-- PROPOSTA DA ATIVIDADE --
Reúna, copiando-as por inteiro, todas as linhas abaixo em que aparece a sequência "evenodd".

-- DADOS A PROCESSAR --
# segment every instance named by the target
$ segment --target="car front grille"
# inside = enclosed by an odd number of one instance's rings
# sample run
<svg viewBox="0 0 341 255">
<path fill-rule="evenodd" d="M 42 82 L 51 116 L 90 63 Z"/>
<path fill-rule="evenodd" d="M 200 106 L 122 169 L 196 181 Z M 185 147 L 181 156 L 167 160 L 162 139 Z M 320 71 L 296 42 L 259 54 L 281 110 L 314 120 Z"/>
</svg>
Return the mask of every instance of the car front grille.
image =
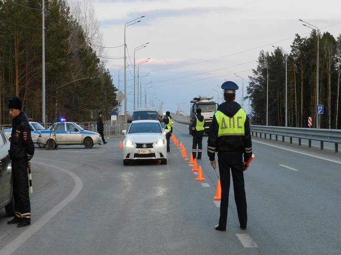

-- RESPOSTA --
<path fill-rule="evenodd" d="M 42 82 L 51 116 L 90 63 Z"/>
<path fill-rule="evenodd" d="M 200 106 L 122 169 L 196 181 Z M 185 147 L 181 156 L 167 160 L 162 139 Z M 320 71 L 296 42 L 259 54 L 281 110 L 314 120 Z"/>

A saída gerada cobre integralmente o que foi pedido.